◆ Exercise prompt
Quote, word for word, the part of the entries that opens with their first line and closes with the line containing "706 30 L 717". Include both of those lines.

(Contour labeling items)

## begin

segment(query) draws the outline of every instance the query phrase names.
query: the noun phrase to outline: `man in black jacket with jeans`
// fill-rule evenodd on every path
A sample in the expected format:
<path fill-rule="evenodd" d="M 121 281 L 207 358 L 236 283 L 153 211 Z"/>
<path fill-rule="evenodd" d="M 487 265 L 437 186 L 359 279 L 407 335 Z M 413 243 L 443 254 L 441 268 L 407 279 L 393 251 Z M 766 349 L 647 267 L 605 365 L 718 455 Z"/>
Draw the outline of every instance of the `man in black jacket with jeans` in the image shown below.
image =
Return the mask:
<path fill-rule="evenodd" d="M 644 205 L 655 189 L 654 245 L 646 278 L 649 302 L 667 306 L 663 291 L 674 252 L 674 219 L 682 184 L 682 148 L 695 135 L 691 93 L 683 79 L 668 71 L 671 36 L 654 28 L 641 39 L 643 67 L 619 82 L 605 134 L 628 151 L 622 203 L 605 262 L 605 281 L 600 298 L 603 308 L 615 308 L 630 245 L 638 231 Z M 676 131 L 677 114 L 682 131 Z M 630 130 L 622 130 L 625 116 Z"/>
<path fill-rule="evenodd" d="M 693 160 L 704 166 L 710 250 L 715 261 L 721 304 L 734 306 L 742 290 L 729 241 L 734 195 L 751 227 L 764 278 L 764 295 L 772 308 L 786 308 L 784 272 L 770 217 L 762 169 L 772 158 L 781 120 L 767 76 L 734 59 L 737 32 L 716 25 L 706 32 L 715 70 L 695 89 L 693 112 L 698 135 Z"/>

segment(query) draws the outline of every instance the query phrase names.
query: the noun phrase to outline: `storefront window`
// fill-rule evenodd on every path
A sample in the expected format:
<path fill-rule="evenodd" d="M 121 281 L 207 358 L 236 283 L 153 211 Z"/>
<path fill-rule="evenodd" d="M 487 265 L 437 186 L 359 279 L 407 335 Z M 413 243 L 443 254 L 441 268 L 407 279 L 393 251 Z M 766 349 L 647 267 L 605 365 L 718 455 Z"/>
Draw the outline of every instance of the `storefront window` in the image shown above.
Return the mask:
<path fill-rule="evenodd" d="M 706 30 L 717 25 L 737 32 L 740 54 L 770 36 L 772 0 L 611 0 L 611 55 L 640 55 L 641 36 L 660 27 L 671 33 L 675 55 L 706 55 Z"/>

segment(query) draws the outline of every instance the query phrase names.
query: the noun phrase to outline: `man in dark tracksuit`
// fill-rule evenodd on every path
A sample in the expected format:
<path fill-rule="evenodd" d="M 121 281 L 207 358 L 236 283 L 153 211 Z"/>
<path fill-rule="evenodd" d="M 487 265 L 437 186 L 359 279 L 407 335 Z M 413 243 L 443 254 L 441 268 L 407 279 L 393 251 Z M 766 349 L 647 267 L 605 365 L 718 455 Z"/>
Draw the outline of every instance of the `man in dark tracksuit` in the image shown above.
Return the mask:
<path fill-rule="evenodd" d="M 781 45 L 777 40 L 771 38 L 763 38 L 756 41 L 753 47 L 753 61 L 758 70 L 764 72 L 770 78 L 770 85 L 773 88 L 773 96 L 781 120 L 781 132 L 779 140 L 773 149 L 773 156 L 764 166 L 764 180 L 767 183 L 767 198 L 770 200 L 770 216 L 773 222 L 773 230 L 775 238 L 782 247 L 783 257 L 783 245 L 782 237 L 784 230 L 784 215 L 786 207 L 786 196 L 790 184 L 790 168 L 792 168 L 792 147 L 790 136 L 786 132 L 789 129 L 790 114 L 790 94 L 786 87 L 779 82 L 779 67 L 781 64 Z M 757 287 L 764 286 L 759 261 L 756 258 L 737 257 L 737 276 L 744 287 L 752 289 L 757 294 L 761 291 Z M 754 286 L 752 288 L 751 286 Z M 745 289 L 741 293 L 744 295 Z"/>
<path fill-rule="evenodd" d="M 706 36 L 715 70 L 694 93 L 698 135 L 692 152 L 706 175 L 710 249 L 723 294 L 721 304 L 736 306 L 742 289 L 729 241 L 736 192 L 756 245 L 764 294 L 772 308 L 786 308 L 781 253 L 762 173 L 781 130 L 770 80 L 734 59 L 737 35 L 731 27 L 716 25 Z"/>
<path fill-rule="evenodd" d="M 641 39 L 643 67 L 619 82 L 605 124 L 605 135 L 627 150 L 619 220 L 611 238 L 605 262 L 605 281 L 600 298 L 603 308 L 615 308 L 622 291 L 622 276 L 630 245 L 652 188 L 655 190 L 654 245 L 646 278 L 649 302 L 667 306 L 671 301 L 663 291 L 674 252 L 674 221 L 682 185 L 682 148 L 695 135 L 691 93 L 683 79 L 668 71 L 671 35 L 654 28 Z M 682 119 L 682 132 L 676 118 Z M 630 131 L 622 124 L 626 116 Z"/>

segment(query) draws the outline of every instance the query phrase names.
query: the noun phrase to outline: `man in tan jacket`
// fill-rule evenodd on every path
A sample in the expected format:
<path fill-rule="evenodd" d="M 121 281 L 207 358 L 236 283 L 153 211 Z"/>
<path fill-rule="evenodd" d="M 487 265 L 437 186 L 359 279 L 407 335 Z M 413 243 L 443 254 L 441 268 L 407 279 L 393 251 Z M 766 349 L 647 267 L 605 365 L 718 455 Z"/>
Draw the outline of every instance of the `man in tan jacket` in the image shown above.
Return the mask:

## end

◆ Solution to this task
segment(query) draws the outline of every instance the query phrase names.
query: the noun phrase to outline: `man in black jacket with jeans`
// fill-rule evenodd on every path
A sample in the expected format:
<path fill-rule="evenodd" d="M 121 281 L 207 358 L 236 283 L 153 211 Z"/>
<path fill-rule="evenodd" d="M 487 265 L 437 186 L 359 279 L 407 335 Z M 413 243 L 443 254 L 441 268 L 407 279 L 393 251 Z M 766 349 L 647 267 L 605 365 L 718 455 Z"/>
Draw the outline of every instance of the `man in black jacket with jeans` in the image shown below.
image =
Return the mask:
<path fill-rule="evenodd" d="M 644 205 L 655 189 L 654 245 L 646 278 L 649 302 L 667 306 L 663 291 L 674 252 L 674 219 L 682 184 L 682 148 L 695 135 L 691 93 L 683 79 L 668 71 L 671 36 L 654 28 L 641 39 L 643 67 L 619 82 L 605 134 L 628 151 L 622 203 L 605 262 L 605 281 L 600 298 L 603 308 L 615 308 L 630 245 L 638 231 Z M 676 131 L 677 114 L 682 131 Z M 630 130 L 622 130 L 625 116 Z"/>
<path fill-rule="evenodd" d="M 693 160 L 704 166 L 710 250 L 715 261 L 721 304 L 734 306 L 742 290 L 729 241 L 734 195 L 751 227 L 764 278 L 764 295 L 772 308 L 786 308 L 784 272 L 770 217 L 762 169 L 772 158 L 781 120 L 767 76 L 734 59 L 737 32 L 716 25 L 706 32 L 715 70 L 695 89 L 693 112 L 698 135 Z"/>

segment(query) draws the outline of every instance the query phrase names.
query: the noun phrase to outline: `storefront window`
// fill-rule evenodd on every path
A sample in the expected format:
<path fill-rule="evenodd" d="M 121 281 L 207 358 L 236 283 L 153 211 Z"/>
<path fill-rule="evenodd" d="M 487 265 L 437 186 L 359 279 L 407 335 Z M 413 243 L 443 254 L 441 268 L 407 279 L 393 251 Z M 766 349 L 647 267 L 605 365 L 718 455 Z"/>
Draw the outline of every instance of the `storefront window` in the image shown above.
Return the mask:
<path fill-rule="evenodd" d="M 706 30 L 717 25 L 737 32 L 740 54 L 770 36 L 772 0 L 611 0 L 611 55 L 640 55 L 641 36 L 660 27 L 671 33 L 675 55 L 706 55 Z"/>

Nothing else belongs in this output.